_About this exercise_.
In the entries below, find every line with "panel" and copy it.

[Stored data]
⁂

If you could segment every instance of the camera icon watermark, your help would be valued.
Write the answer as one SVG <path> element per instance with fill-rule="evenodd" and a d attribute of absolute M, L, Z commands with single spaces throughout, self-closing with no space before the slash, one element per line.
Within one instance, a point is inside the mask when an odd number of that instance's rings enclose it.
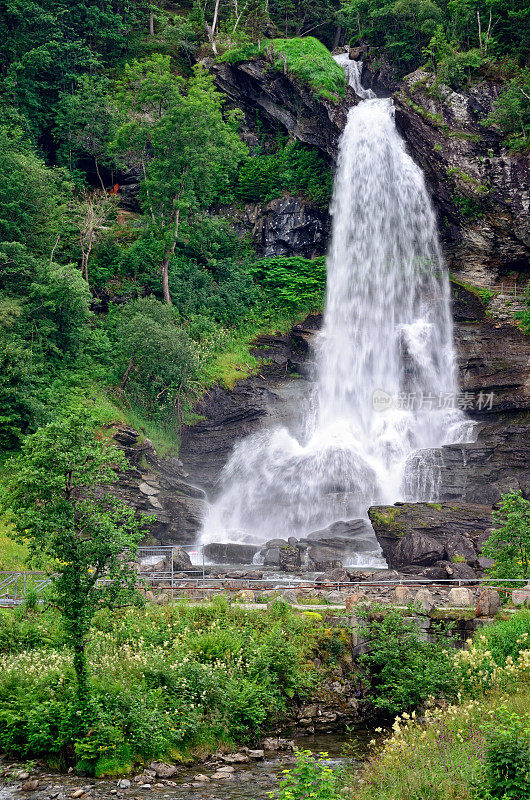
<path fill-rule="evenodd" d="M 384 389 L 375 389 L 372 394 L 372 408 L 382 412 L 389 409 L 400 411 L 491 411 L 495 399 L 494 392 L 400 392 L 389 394 Z"/>

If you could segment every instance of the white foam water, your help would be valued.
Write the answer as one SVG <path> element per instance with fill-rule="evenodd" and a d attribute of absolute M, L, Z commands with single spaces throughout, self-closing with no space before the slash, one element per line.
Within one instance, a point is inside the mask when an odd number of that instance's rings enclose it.
<path fill-rule="evenodd" d="M 362 66 L 348 66 L 350 84 L 368 97 Z M 306 433 L 297 438 L 277 427 L 236 444 L 203 544 L 300 537 L 366 518 L 370 505 L 435 500 L 437 448 L 470 435 L 464 414 L 451 408 L 457 382 L 449 282 L 435 216 L 391 101 L 370 96 L 350 109 L 331 214 Z M 384 563 L 373 541 L 358 563 Z"/>

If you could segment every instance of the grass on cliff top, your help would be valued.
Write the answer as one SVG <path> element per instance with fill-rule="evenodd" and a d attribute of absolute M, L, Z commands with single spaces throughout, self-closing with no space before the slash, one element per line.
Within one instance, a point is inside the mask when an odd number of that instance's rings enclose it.
<path fill-rule="evenodd" d="M 266 48 L 273 48 L 274 69 L 287 71 L 314 90 L 318 97 L 338 102 L 346 91 L 346 76 L 328 48 L 313 36 L 294 39 L 266 39 L 260 45 L 246 45 L 224 53 L 220 60 L 230 64 L 263 57 Z"/>

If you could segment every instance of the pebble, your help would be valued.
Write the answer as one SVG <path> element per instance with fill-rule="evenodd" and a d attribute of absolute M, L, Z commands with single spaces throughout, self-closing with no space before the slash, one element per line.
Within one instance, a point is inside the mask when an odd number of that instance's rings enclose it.
<path fill-rule="evenodd" d="M 128 778 L 121 778 L 117 783 L 118 789 L 129 789 L 130 785 L 131 782 Z"/>
<path fill-rule="evenodd" d="M 235 772 L 233 767 L 219 767 L 217 772 Z"/>

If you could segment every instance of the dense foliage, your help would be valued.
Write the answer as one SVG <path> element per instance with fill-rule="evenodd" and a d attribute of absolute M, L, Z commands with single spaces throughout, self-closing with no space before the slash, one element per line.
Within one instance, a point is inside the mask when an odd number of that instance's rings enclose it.
<path fill-rule="evenodd" d="M 44 557 L 56 573 L 51 600 L 64 617 L 82 709 L 89 703 L 85 648 L 92 619 L 101 607 L 134 599 L 135 548 L 146 533 L 134 509 L 102 489 L 124 466 L 121 450 L 99 441 L 95 421 L 79 413 L 27 436 L 7 465 L 0 510 L 33 560 Z"/>
<path fill-rule="evenodd" d="M 100 775 L 254 741 L 313 682 L 313 623 L 279 605 L 252 613 L 219 598 L 205 608 L 100 611 L 87 639 L 92 724 L 84 737 L 56 615 L 3 612 L 0 748 L 77 761 Z"/>
<path fill-rule="evenodd" d="M 483 547 L 486 557 L 495 560 L 490 574 L 504 580 L 530 578 L 530 501 L 520 490 L 504 494 L 493 518 L 495 528 Z"/>

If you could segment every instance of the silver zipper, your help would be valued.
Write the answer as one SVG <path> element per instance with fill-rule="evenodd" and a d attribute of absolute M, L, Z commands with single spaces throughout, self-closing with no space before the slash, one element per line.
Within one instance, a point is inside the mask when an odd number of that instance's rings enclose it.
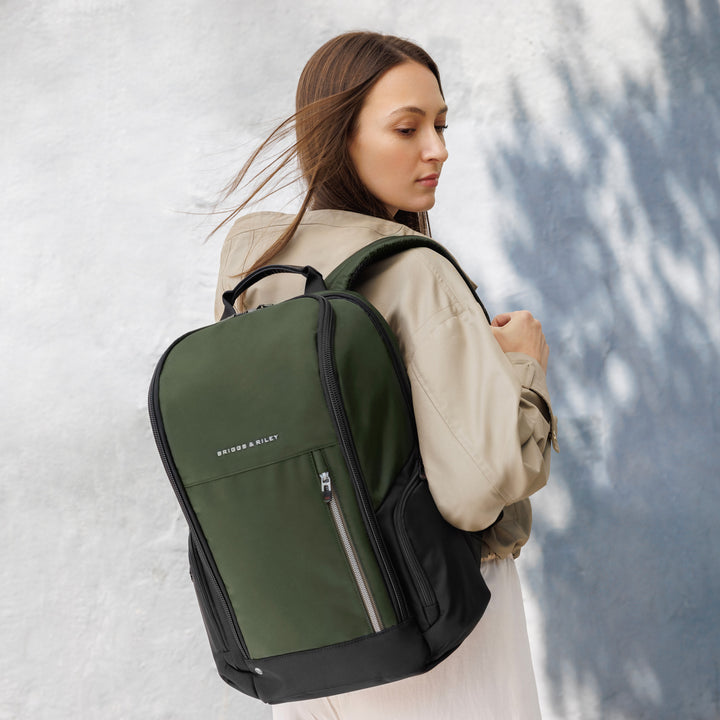
<path fill-rule="evenodd" d="M 320 313 L 318 315 L 318 362 L 320 367 L 320 379 L 323 384 L 323 393 L 328 409 L 331 412 L 335 431 L 337 432 L 340 447 L 342 449 L 343 458 L 347 463 L 350 479 L 355 490 L 358 501 L 358 508 L 362 514 L 362 520 L 370 539 L 370 544 L 377 558 L 378 565 L 383 574 L 388 592 L 398 620 L 402 621 L 407 617 L 407 606 L 405 598 L 398 583 L 395 570 L 390 561 L 382 533 L 375 517 L 372 502 L 368 493 L 368 489 L 363 479 L 360 462 L 357 456 L 357 450 L 353 441 L 352 432 L 345 412 L 345 405 L 340 392 L 340 384 L 337 377 L 337 369 L 335 367 L 335 358 L 333 356 L 333 338 L 335 336 L 335 311 L 329 300 L 324 295 L 315 297 L 320 303 Z"/>
<path fill-rule="evenodd" d="M 332 480 L 330 473 L 327 471 L 320 472 L 320 489 L 322 490 L 323 502 L 325 502 L 330 508 L 330 516 L 332 517 L 335 530 L 337 531 L 338 537 L 340 538 L 340 544 L 345 552 L 348 565 L 355 579 L 360 598 L 362 599 L 365 612 L 367 613 L 370 625 L 375 632 L 384 630 L 382 620 L 380 620 L 380 613 L 378 613 L 375 607 L 375 601 L 373 600 L 370 588 L 368 587 L 367 580 L 363 574 L 362 568 L 360 567 L 360 560 L 358 559 L 357 552 L 353 546 L 348 532 L 347 525 L 345 524 L 345 518 L 343 517 L 342 510 L 340 509 L 340 503 L 337 497 L 337 492 L 333 491 Z"/>

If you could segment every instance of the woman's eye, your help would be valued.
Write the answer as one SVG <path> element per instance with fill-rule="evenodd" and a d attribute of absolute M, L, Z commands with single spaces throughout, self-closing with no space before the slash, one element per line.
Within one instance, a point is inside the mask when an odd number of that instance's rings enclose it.
<path fill-rule="evenodd" d="M 447 130 L 447 125 L 435 125 L 435 132 L 438 135 L 442 135 Z M 400 135 L 404 135 L 405 137 L 411 137 L 417 132 L 417 128 L 414 127 L 408 127 L 408 128 L 395 128 L 395 132 L 399 133 Z"/>

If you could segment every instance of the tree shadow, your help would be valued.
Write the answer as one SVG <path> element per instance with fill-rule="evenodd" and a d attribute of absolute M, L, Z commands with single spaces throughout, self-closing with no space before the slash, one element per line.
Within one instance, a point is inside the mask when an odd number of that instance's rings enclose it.
<path fill-rule="evenodd" d="M 720 718 L 720 6 L 663 9 L 662 93 L 606 92 L 578 44 L 553 72 L 582 161 L 518 86 L 489 160 L 553 349 L 567 511 L 538 495 L 530 574 L 562 717 Z"/>

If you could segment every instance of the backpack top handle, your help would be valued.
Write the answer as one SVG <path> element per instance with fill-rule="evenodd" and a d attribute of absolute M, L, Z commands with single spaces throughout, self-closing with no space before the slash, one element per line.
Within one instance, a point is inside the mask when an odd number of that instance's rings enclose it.
<path fill-rule="evenodd" d="M 275 275 L 276 273 L 297 273 L 298 275 L 304 275 L 305 281 L 305 294 L 310 295 L 312 293 L 321 292 L 326 290 L 325 281 L 323 276 L 312 266 L 305 265 L 300 267 L 299 265 L 264 265 L 261 268 L 251 272 L 247 277 L 244 277 L 232 290 L 226 290 L 223 293 L 222 301 L 225 309 L 223 310 L 221 320 L 225 318 L 237 315 L 235 311 L 235 301 L 251 286 L 256 282 L 262 280 L 268 275 Z"/>

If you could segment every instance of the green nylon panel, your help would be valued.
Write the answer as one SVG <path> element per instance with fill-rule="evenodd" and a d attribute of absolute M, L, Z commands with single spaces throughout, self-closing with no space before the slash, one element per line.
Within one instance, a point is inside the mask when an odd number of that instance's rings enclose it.
<path fill-rule="evenodd" d="M 413 428 L 391 357 L 364 310 L 332 300 L 335 362 L 365 483 L 377 509 L 410 457 Z M 355 320 L 355 322 L 353 322 Z M 355 351 L 362 347 L 363 353 Z"/>
<path fill-rule="evenodd" d="M 335 442 L 318 382 L 317 312 L 316 300 L 293 300 L 173 348 L 160 408 L 186 487 Z"/>
<path fill-rule="evenodd" d="M 360 509 L 355 502 L 355 490 L 345 469 L 345 461 L 339 446 L 326 448 L 322 451 L 327 470 L 330 471 L 333 488 L 338 494 L 345 523 L 353 539 L 353 545 L 360 558 L 363 573 L 370 586 L 375 606 L 380 613 L 383 625 L 391 627 L 397 623 L 392 601 L 388 595 L 382 572 L 377 564 L 370 538 L 367 535 Z"/>
<path fill-rule="evenodd" d="M 310 455 L 188 494 L 252 657 L 372 632 Z"/>
<path fill-rule="evenodd" d="M 382 621 L 396 622 L 319 383 L 317 313 L 317 301 L 305 298 L 203 328 L 171 350 L 159 381 L 175 464 L 256 658 L 371 632 L 322 502 L 310 455 L 317 448 L 326 448 Z M 352 319 L 365 325 L 363 315 L 357 310 Z M 361 346 L 370 348 L 372 333 L 348 328 L 340 334 L 358 335 Z M 358 383 L 374 381 L 372 359 L 343 359 L 341 366 L 357 373 Z M 369 416 L 373 426 L 381 414 L 379 400 Z M 376 443 L 376 433 L 360 435 Z M 389 467 L 376 472 L 388 464 L 382 453 L 373 458 L 363 460 L 370 474 L 393 474 Z M 376 483 L 376 490 L 387 482 Z"/>

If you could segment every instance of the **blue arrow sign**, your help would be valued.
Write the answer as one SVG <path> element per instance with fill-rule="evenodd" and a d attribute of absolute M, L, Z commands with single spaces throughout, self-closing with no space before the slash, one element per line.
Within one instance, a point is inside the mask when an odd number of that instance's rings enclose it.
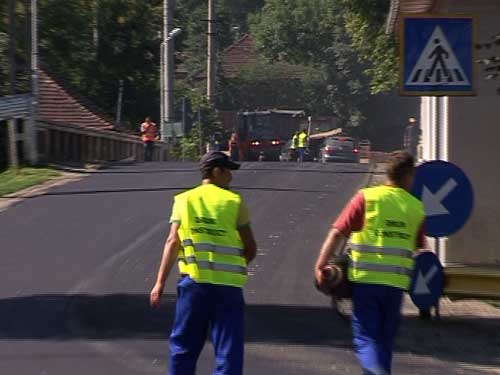
<path fill-rule="evenodd" d="M 421 310 L 436 306 L 443 292 L 444 272 L 434 253 L 424 252 L 415 258 L 415 268 L 409 294 L 413 303 Z"/>
<path fill-rule="evenodd" d="M 407 16 L 402 20 L 402 95 L 474 95 L 471 16 Z"/>
<path fill-rule="evenodd" d="M 417 167 L 413 195 L 425 208 L 425 230 L 430 237 L 457 232 L 468 220 L 473 207 L 472 185 L 455 164 L 435 160 Z"/>

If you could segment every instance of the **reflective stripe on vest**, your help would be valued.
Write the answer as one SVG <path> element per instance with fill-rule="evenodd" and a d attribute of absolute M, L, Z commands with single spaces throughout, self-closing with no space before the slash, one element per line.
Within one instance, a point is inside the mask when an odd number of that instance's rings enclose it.
<path fill-rule="evenodd" d="M 243 243 L 236 228 L 241 198 L 212 184 L 175 197 L 180 216 L 179 271 L 199 283 L 242 287 L 247 281 Z"/>
<path fill-rule="evenodd" d="M 214 270 L 214 271 L 225 271 L 225 272 L 235 272 L 241 273 L 243 275 L 247 274 L 247 268 L 244 266 L 235 266 L 233 264 L 224 264 L 224 263 L 214 263 L 208 262 L 204 260 L 197 260 L 195 256 L 186 258 L 187 264 L 196 264 L 199 268 L 206 270 Z"/>
<path fill-rule="evenodd" d="M 400 257 L 411 258 L 413 256 L 413 251 L 406 249 L 391 249 L 390 247 L 377 247 L 370 245 L 357 245 L 351 243 L 349 247 L 360 253 L 365 254 L 383 254 L 383 255 L 395 255 Z"/>
<path fill-rule="evenodd" d="M 362 271 L 391 272 L 391 273 L 396 273 L 398 275 L 407 275 L 407 276 L 411 276 L 412 273 L 411 269 L 399 266 L 391 266 L 390 264 L 374 264 L 374 263 L 351 261 L 350 265 L 351 267 L 354 267 Z"/>
<path fill-rule="evenodd" d="M 349 279 L 407 289 L 423 205 L 397 187 L 378 186 L 362 192 L 365 220 L 363 229 L 353 232 L 350 239 Z"/>
<path fill-rule="evenodd" d="M 191 239 L 185 239 L 184 241 L 182 241 L 182 246 L 193 246 L 196 251 L 208 251 L 211 253 L 243 256 L 243 249 L 239 249 L 237 247 L 219 246 L 211 243 L 194 244 L 193 240 Z"/>

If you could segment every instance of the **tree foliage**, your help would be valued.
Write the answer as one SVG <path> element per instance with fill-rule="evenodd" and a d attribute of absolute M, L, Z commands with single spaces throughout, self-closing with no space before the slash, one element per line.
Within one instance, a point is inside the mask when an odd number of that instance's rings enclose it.
<path fill-rule="evenodd" d="M 398 83 L 396 41 L 385 33 L 389 0 L 342 0 L 344 21 L 352 46 L 366 64 L 372 94 L 387 92 Z"/>
<path fill-rule="evenodd" d="M 16 4 L 17 56 L 27 72 L 28 2 Z M 387 90 L 395 82 L 394 45 L 383 33 L 388 4 L 389 0 L 216 0 L 218 53 L 251 31 L 267 57 L 237 77 L 219 77 L 218 105 L 240 109 L 266 102 L 314 114 L 334 113 L 344 126 L 361 124 L 370 91 Z M 112 116 L 123 80 L 124 122 L 136 128 L 145 115 L 157 118 L 162 7 L 161 0 L 39 0 L 42 67 Z M 176 1 L 174 25 L 183 30 L 175 41 L 176 65 L 188 77 L 206 67 L 206 20 L 206 0 Z M 6 93 L 7 41 L 3 1 L 0 94 Z M 293 79 L 279 79 L 285 63 L 303 69 Z M 180 113 L 183 97 L 193 108 L 204 106 L 210 112 L 201 99 L 204 87 L 190 82 L 176 81 L 176 112 Z"/>
<path fill-rule="evenodd" d="M 311 92 L 341 126 L 358 126 L 368 95 L 365 66 L 352 48 L 337 0 L 269 0 L 252 18 L 252 34 L 271 62 L 286 61 L 318 72 Z M 320 87 L 318 87 L 318 84 Z"/>

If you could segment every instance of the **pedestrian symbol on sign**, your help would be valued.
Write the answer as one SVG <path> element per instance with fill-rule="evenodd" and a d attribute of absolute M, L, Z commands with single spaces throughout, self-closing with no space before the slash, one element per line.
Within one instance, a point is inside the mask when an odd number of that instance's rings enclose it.
<path fill-rule="evenodd" d="M 408 77 L 406 85 L 462 86 L 469 84 L 450 43 L 441 28 L 436 26 Z"/>

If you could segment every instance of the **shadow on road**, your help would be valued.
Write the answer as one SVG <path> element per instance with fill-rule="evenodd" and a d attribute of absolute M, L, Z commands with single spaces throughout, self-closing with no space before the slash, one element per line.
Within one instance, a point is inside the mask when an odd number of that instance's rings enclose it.
<path fill-rule="evenodd" d="M 0 340 L 166 340 L 175 297 L 152 310 L 146 294 L 37 295 L 0 300 Z M 246 341 L 351 347 L 349 324 L 325 307 L 248 305 Z M 397 351 L 500 366 L 500 320 L 471 316 L 406 318 Z"/>

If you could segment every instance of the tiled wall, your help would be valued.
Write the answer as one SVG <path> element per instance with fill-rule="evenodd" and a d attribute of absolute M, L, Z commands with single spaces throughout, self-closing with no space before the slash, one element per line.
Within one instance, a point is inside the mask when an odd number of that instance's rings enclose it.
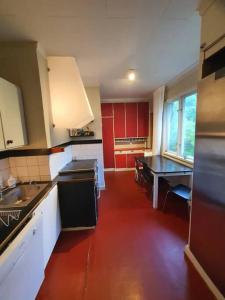
<path fill-rule="evenodd" d="M 105 187 L 102 144 L 72 145 L 72 156 L 73 159 L 97 159 L 99 187 Z"/>
<path fill-rule="evenodd" d="M 50 180 L 48 155 L 10 157 L 9 165 L 10 173 L 22 182 Z"/>
<path fill-rule="evenodd" d="M 64 148 L 64 152 L 42 156 L 10 157 L 0 160 L 0 176 L 6 184 L 10 174 L 19 181 L 47 181 L 54 179 L 72 158 L 97 159 L 98 183 L 105 187 L 102 144 L 82 144 Z"/>
<path fill-rule="evenodd" d="M 9 167 L 9 159 L 4 158 L 0 160 L 0 177 L 4 183 L 6 184 L 10 175 L 10 167 Z"/>

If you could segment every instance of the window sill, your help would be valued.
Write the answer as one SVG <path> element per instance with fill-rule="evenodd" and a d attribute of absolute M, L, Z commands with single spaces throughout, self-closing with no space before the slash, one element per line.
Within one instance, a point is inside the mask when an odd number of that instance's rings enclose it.
<path fill-rule="evenodd" d="M 184 166 L 187 166 L 189 168 L 193 168 L 193 162 L 191 162 L 190 160 L 186 160 L 180 156 L 174 155 L 172 153 L 169 152 L 163 152 L 163 156 L 165 156 L 166 158 L 172 159 L 176 162 L 179 162 L 181 164 L 183 164 Z"/>

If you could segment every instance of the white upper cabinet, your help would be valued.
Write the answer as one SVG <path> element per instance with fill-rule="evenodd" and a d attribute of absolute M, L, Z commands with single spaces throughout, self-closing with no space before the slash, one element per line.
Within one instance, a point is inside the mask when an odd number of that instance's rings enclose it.
<path fill-rule="evenodd" d="M 94 116 L 74 57 L 48 57 L 52 117 L 55 127 L 82 128 Z"/>
<path fill-rule="evenodd" d="M 0 114 L 0 149 L 25 145 L 26 134 L 21 93 L 16 85 L 3 78 L 0 78 Z"/>
<path fill-rule="evenodd" d="M 207 58 L 225 45 L 225 1 L 201 0 L 199 4 L 199 13 L 201 15 L 202 23 L 201 44 L 204 45 L 204 48 L 207 48 L 212 43 L 216 42 L 216 44 L 207 51 Z"/>
<path fill-rule="evenodd" d="M 2 122 L 0 118 L 0 151 L 5 149 L 5 141 L 4 141 L 4 135 L 3 135 L 3 129 L 2 129 Z"/>

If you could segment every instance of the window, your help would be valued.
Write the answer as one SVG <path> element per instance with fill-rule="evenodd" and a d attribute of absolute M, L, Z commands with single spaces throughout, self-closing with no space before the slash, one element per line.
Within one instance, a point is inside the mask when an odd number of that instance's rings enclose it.
<path fill-rule="evenodd" d="M 164 150 L 167 154 L 193 161 L 196 104 L 196 93 L 167 102 L 164 124 Z"/>
<path fill-rule="evenodd" d="M 178 117 L 179 117 L 179 101 L 173 101 L 168 104 L 168 151 L 177 152 L 178 139 Z"/>

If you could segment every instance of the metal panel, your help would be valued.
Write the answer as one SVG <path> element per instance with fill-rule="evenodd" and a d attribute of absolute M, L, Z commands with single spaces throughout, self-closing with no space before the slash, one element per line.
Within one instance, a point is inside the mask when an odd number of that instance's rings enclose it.
<path fill-rule="evenodd" d="M 225 294 L 225 78 L 199 83 L 190 248 Z"/>

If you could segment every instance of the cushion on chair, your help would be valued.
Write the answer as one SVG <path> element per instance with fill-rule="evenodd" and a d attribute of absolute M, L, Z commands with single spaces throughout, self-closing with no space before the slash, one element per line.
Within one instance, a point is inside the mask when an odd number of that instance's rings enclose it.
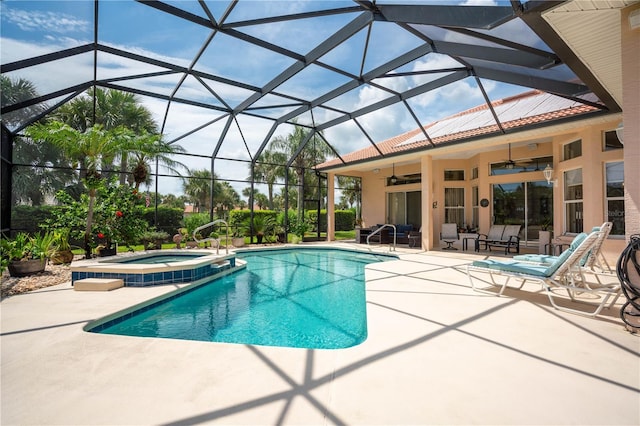
<path fill-rule="evenodd" d="M 515 272 L 518 274 L 532 275 L 536 277 L 548 277 L 546 265 L 534 265 L 530 263 L 516 262 L 513 260 L 476 260 L 473 266 L 494 269 L 496 271 Z M 559 266 L 559 265 L 558 265 Z M 558 267 L 556 267 L 558 269 Z"/>
<path fill-rule="evenodd" d="M 581 233 L 574 238 L 571 246 L 560 256 L 556 256 L 553 263 L 550 264 L 530 264 L 524 262 L 518 262 L 517 260 L 476 260 L 473 262 L 473 266 L 479 266 L 482 268 L 495 269 L 498 271 L 515 272 L 519 274 L 532 275 L 536 277 L 551 277 L 558 268 L 571 256 L 574 250 L 587 238 L 587 234 Z M 575 244 L 574 244 L 575 243 Z"/>

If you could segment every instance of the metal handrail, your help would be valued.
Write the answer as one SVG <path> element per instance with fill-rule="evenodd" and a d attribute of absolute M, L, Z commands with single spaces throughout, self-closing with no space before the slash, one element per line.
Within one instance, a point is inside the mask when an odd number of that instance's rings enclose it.
<path fill-rule="evenodd" d="M 396 251 L 396 226 L 390 223 L 385 223 L 380 228 L 376 229 L 375 231 L 367 235 L 367 245 L 369 245 L 369 238 L 373 237 L 376 234 L 379 234 L 380 231 L 382 231 L 384 228 L 387 228 L 387 227 L 393 228 L 393 249 L 392 249 L 392 246 L 389 245 L 389 251 Z M 382 236 L 380 236 L 380 244 L 382 244 Z"/>
<path fill-rule="evenodd" d="M 203 238 L 203 239 L 199 240 L 198 237 L 196 237 L 196 234 L 198 233 L 198 231 L 201 231 L 201 230 L 206 229 L 206 228 L 208 228 L 210 226 L 213 226 L 216 223 L 224 223 L 224 226 L 226 227 L 227 235 L 226 235 L 225 241 L 227 243 L 224 245 L 224 248 L 226 250 L 226 254 L 229 254 L 229 224 L 224 219 L 216 219 L 213 222 L 207 223 L 206 225 L 202 225 L 202 226 L 197 227 L 193 231 L 193 239 L 198 244 L 200 244 L 201 242 L 206 242 L 206 241 L 216 241 L 216 254 L 220 254 L 220 240 L 218 238 Z"/>

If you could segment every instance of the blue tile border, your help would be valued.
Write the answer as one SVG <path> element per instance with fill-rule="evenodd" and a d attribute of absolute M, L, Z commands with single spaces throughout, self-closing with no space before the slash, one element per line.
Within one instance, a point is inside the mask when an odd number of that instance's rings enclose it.
<path fill-rule="evenodd" d="M 235 267 L 235 257 L 227 259 L 222 264 L 211 263 L 196 268 L 181 269 L 177 271 L 150 272 L 150 273 L 118 273 L 118 272 L 72 272 L 71 283 L 85 278 L 110 278 L 122 279 L 125 287 L 147 287 L 155 285 L 188 283 L 203 278 L 213 277 L 222 271 Z"/>

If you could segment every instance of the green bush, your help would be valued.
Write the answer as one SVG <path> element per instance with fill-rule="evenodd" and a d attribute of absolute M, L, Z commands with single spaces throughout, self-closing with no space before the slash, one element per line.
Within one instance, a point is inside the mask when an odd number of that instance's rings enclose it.
<path fill-rule="evenodd" d="M 278 213 L 273 210 L 254 210 L 254 217 L 259 217 L 260 221 L 267 223 L 280 223 L 277 221 Z M 229 212 L 229 231 L 234 237 L 249 235 L 246 224 L 251 220 L 251 210 L 231 210 Z"/>
<path fill-rule="evenodd" d="M 184 211 L 180 208 L 158 206 L 158 224 L 156 225 L 156 209 L 148 207 L 144 209 L 143 218 L 152 229 L 164 231 L 169 235 L 175 235 L 183 226 Z M 209 216 L 207 215 L 207 218 Z M 205 223 L 208 223 L 205 222 Z"/>
<path fill-rule="evenodd" d="M 356 212 L 353 210 L 336 210 L 336 231 L 353 231 Z"/>
<path fill-rule="evenodd" d="M 315 224 L 317 223 L 317 211 L 308 210 L 305 212 L 307 222 L 314 224 L 313 230 L 315 231 Z M 334 212 L 335 217 L 335 230 L 336 231 L 352 231 L 354 223 L 356 221 L 356 215 L 353 210 L 336 210 Z M 320 210 L 320 232 L 327 232 L 327 211 L 325 209 Z"/>
<path fill-rule="evenodd" d="M 11 209 L 11 229 L 35 234 L 52 215 L 56 206 L 14 206 Z"/>

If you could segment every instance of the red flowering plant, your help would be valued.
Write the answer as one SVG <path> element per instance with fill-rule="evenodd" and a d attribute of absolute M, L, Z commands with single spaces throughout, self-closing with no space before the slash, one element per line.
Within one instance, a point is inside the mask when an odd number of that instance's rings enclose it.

⁂

_Task result_.
If you could segment every instance of the green nylon panel, your help would be valued.
If you could segment every instance of the metal panel, your help would be valued.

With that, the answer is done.